Problem description:
Give back each entry verbatim.

----

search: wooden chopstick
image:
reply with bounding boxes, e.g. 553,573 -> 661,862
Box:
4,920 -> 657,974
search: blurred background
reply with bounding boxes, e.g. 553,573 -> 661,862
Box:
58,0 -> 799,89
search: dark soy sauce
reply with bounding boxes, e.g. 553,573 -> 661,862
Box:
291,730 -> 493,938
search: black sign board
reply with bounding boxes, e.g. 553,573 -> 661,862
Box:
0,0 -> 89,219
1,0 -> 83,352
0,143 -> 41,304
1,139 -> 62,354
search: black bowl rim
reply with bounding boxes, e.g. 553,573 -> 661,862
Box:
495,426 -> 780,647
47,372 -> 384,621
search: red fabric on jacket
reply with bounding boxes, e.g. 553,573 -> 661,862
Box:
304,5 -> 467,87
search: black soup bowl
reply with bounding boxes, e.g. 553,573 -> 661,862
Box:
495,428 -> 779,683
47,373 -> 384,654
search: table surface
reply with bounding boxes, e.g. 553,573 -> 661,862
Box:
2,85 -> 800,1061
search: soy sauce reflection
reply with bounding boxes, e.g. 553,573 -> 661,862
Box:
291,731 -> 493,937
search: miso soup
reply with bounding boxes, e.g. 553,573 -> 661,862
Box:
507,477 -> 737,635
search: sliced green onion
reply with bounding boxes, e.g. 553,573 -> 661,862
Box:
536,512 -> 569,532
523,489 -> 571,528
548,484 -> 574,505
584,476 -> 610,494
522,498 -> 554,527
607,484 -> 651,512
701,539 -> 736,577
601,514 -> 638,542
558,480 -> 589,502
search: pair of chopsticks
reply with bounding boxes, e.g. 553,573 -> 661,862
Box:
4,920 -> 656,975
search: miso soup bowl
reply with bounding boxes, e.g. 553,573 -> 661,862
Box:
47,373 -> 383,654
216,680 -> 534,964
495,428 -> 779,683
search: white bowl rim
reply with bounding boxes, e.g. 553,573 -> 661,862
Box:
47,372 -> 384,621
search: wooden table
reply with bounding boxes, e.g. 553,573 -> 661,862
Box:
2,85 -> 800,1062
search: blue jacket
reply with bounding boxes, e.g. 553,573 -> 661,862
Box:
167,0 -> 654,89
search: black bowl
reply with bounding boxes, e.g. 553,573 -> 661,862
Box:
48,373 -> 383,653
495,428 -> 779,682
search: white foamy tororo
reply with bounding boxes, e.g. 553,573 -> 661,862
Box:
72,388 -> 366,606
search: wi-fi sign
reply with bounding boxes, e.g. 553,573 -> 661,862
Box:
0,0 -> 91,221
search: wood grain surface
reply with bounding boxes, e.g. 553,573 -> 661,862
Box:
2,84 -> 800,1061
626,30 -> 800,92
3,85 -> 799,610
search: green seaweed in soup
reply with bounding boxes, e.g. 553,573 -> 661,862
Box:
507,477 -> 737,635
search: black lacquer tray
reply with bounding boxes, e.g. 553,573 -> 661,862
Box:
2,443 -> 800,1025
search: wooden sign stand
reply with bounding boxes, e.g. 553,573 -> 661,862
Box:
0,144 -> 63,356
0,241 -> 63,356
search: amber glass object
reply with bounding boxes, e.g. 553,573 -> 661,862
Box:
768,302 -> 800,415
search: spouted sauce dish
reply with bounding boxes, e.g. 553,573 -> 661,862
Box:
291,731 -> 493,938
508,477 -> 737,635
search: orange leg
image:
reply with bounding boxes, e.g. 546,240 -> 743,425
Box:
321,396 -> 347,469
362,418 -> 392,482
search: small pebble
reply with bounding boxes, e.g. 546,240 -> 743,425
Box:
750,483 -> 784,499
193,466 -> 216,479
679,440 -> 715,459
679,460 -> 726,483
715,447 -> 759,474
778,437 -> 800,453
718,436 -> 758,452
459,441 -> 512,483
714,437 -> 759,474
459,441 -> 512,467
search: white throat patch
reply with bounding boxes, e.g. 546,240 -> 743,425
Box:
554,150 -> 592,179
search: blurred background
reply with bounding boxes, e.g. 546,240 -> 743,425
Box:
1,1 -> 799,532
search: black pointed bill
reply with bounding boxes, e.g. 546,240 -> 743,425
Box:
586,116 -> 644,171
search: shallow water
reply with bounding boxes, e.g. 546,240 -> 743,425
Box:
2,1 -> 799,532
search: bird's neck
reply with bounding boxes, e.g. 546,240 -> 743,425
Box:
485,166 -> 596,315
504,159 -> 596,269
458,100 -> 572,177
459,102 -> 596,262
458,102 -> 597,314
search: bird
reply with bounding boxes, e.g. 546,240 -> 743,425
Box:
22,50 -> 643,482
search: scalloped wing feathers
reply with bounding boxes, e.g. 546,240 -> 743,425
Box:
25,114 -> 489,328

----

Exercise response:
search: wooden chopstick
image:
reply with bounding boxes, e.g. 553,573 -> 661,862
Box:
4,920 -> 657,974
search: blurred background
reply with bounding boxes, e.g. 553,573 -> 661,862
Box:
58,0 -> 799,89
search: dark soy sauce
reply with bounding boxes, e.g. 553,573 -> 661,862
Box:
291,730 -> 493,938
search: black sign board
reply with bounding boxes, e.g. 553,573 -> 661,862
Box:
0,0 -> 89,219
1,0 -> 83,352
0,143 -> 41,304
1,139 -> 62,354
search: black bowl rim
reply with bounding boxes, e.g. 553,573 -> 661,862
Box:
495,426 -> 780,647
47,372 -> 384,621
search: red fabric on jacket
reply with bounding boxes, e.g. 553,573 -> 661,862
Box:
304,5 -> 467,87
search: black soup bowl
reply with bounding boxes, e.g. 553,573 -> 661,862
Box:
495,428 -> 779,683
47,373 -> 384,654
search: table surface
reply with bounding boxes, e.g. 553,573 -> 661,862
Box:
2,85 -> 800,1061
search: soy sauce reflection
reply with bounding boxes, e.g. 553,573 -> 661,862
Box:
291,731 -> 493,937
search: miso soup
reply with bounding boxes, e.g. 553,573 -> 661,862
Box:
507,477 -> 737,635
search: sliced green onion
reply with bounding boxes, e.g. 553,573 -> 661,862
Box:
536,512 -> 569,532
523,489 -> 571,528
548,484 -> 574,505
584,476 -> 610,494
522,498 -> 554,527
607,484 -> 651,512
701,539 -> 736,577
601,514 -> 638,542
558,480 -> 589,502
search: pair of chopsticks
reply with bounding boxes, e.g. 553,573 -> 661,862
Box:
4,920 -> 656,975
search: miso soup bowl
reply with bounding boxes, e.g. 553,573 -> 661,862
Box:
47,373 -> 383,654
216,680 -> 534,964
495,428 -> 779,683
search: white bowl rim
reply with bounding boxes, e.g. 553,573 -> 661,862
Box:
47,372 -> 384,621
search: wooden table
reply with bounding boxes, e.g. 553,573 -> 661,862
Box:
2,85 -> 800,1062
search: blue jacket
reply with bounding boxes, e.g. 553,573 -> 661,862
Box:
167,0 -> 654,89
search: black bowl
reply with bounding boxes, e.g. 553,573 -> 661,862
Box:
48,373 -> 383,653
495,428 -> 779,682
search: white foamy tororo
reply with bounding boxes, e.g. 553,573 -> 661,862
Box:
72,388 -> 366,606
search: wi-fi sign
reply with bounding boxes, e.g. 553,573 -> 661,862
Box:
0,0 -> 91,221
search: wood grain surface
reply with bounding boxes, e.g. 553,573 -> 661,862
Box:
2,84 -> 800,1061
626,30 -> 800,92
3,85 -> 799,610
search: green seaweed in soup
reply with bounding boxes, e.g. 553,573 -> 661,862
Box:
507,477 -> 737,635
search: black lacquer tray
reply with bounding boxes, e.g. 553,573 -> 661,862
Box:
2,443 -> 800,1025
search: wooden sign stand
reply with bounding boxes, e.g. 553,573 -> 661,862
Box:
0,144 -> 63,356
0,241 -> 63,356
search: amber glass object
reply with bounding boxes, e.g. 553,573 -> 661,862
Box:
768,302 -> 800,415
search: spouted sauce dish
reply with bounding boxes, e.g. 553,573 -> 661,862
Box:
291,731 -> 493,938
508,477 -> 737,635
search: orange leg
image:
reply with bounding boxes, e.g. 546,240 -> 743,425
Box:
321,396 -> 347,469
362,418 -> 392,482
search: small pebble
reply with bounding boxes, e.g. 546,240 -> 743,425
Box:
750,483 -> 784,499
193,466 -> 216,479
679,440 -> 715,459
679,460 -> 726,483
715,447 -> 759,474
778,437 -> 800,453
718,436 -> 758,452
459,441 -> 512,483
714,437 -> 759,474
459,441 -> 512,467
search: white throat patch
reply with bounding boxes, e.g. 546,240 -> 743,425
Box:
554,150 -> 592,179
search: blurred background
reply with bounding boxes, e.g. 546,240 -> 743,425
Box:
1,1 -> 799,532
search: black pointed bill
reply with bounding boxes, e.g. 546,240 -> 743,425
Box:
586,116 -> 644,171
search: shallow water
reply with bounding boxes, e.g. 546,240 -> 743,425
Box:
2,1 -> 799,532
search: bird's neck
reply with bounding boxes, e.g. 546,240 -> 743,425
Box:
485,166 -> 596,315
504,159 -> 596,269
458,100 -> 572,177
459,102 -> 596,262
458,102 -> 597,314
search: bird
reply with bounding boxes, e.g. 546,240 -> 743,425
Box:
22,50 -> 643,482
search: scalloped wing feathers
reply with bounding boxes, e.g. 546,240 -> 743,425
Box:
25,114 -> 489,328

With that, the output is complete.